» QUOTED PASSAGE:

- Jangareddygudem Location in Andhra Pradesh, India
- Coordinates: 17°07′00″N 81°18′00″E﻿ / ﻿17.1167°N 81.3000°E
- Country: India
- State: Andhra Pradesh
- District: Eluru
- Constituency: Chintalapudi

Area
- • Total: 11 km^{2} (4.2 sq mi)

Population (2011)
- • Total: 48,994
- • Density: 4,500/km^{2} (12,000/sq mi)

Languages
- • Official: Telugu
- Time zone: UTC+5:30 (IST)
- PIN: 534 447,534455
- Telephone code: +91–8821
- Vehicle registration: AP-39

= Jangareddygudem =

Jangareddygudem (JRG) is a municipality in Eluru district of the Indian state of Andhra Pradesh.

== Demographics ==

As of 2011 Census of India, the city had a population of 48,994. The total population constitute, 23,997 males and 24,997 females —a sex ratio of 1042 females per 1000 males, higher than the national average of 940 per 1000. 5,082 children are in the age group of 0–6 years, of which 2,605 are boys and 2,477 are girls—a ratio of 951 per 1000. The average literacy rate stands at 80.09% (male 83.61%; female 76.75%) with 35,169 literates, significantly higher than the national average of 73.00%.

Stored records:
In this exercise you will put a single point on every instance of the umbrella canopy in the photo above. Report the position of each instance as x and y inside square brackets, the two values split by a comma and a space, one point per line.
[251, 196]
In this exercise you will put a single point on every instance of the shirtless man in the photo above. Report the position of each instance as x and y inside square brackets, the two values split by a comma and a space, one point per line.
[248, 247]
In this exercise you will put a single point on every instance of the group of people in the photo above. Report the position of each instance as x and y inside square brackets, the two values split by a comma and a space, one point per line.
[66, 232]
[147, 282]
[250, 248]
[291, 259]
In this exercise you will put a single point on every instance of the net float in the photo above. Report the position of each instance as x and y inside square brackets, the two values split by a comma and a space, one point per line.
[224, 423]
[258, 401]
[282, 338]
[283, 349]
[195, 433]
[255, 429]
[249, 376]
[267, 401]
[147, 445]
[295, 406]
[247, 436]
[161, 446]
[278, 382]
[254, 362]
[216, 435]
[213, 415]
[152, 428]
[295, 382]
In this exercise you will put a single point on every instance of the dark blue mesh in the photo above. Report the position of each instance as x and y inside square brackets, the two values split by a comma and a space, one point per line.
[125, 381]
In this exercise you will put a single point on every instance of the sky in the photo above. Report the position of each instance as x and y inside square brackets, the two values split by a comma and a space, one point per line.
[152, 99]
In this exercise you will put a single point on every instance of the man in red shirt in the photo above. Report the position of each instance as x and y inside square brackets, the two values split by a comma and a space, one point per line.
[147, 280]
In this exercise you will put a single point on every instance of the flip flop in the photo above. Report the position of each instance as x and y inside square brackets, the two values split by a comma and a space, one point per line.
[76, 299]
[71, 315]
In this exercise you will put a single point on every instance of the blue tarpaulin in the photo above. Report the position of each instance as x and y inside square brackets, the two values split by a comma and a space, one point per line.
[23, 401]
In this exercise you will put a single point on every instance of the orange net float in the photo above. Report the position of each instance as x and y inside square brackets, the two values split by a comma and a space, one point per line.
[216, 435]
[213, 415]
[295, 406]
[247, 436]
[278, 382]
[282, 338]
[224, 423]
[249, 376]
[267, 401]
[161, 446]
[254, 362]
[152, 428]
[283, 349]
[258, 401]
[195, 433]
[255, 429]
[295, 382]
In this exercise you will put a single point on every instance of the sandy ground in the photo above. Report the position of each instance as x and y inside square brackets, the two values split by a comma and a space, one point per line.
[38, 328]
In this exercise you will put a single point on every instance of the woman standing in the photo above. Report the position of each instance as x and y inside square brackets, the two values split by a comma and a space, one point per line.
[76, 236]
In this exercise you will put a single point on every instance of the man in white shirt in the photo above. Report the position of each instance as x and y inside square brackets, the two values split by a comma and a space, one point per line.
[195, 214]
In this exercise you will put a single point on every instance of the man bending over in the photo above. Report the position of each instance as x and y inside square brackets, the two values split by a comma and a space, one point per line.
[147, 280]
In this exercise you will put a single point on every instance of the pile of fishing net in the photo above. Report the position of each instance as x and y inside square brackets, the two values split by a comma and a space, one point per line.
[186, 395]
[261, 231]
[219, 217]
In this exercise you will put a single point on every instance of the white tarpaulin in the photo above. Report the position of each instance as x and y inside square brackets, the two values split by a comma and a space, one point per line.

» TASKS TO CARRY OUT:
**1.** Answer these questions from the Jangareddygudem article:
(a) In which district is Jangareddygudem located?
(b) What is the town's total area?
(c) What average literacy rate does the 2011 census give for the town?
**2.** Rewrite the stretch of the Jangareddygudem article from "- Jangareddygudem Location" through "Population (2011)", putting "Assembly constituency" in place of "Constituency".
**3.** Extend the Jangareddygudem article, picking up after its final sentence.

» ANSWER LIST:
**1.**
(a) Eluru district
(b) 11 km² (4.2 sq mi)
(c) 80.09%

**2.**
- Jangareddygudem Location in Andhra Pradesh, India
- Coordinates: 17°07′00″N 81°18′00″E﻿ / ﻿17.1167°N 81.3000°E
- Country: India
- State: Andhra Pradesh
- District: Eluru
- Assembly constituency: Chintalapudi

Area
- • Total: 11 km^{2} (4.2 sq mi)

Population (2011)

**3.**
== Geography ==
Jangareddygudem is an upland agency area. Its average elevation is 74 meters above sea level. It is not prone to any floods or damp soils.

== Civic services ==

Tobacco Board

The Tobacco Farmers bring their crop to the Tobacco Board for auction, in which Tobacco Board authorized companies participate to buy tobacco from farmers with the Board acting as middle man facilitating the auction by providing all facilities to farmers and traders from Crop development, Cultivation, Production, Loans etc. and payment processing through banks. Tobacco Board is an arm of Ministry of Commerce, Govt of India. The process of electronic auctioning of tobacco was first introduced in India (First across globe on FCV Tobacco) at the Jangareddygudem Tobacco Board. A Government hospital, established way back in 1980s, has been recently renovated as a spacious with multi-specialty services.

== Transport ==

The town has a total road length of 72.00 km. Jangareddygudem bus depot is owned and operated by APSRTC. It operates bus services to most of the surrounding destinations and other districts. State Highway 42 connects the town with Palakollu and State Highway 44 with Eluru.

The nearest airport to Jangareddigudem is Rajahmundry Airport which is 65 km away.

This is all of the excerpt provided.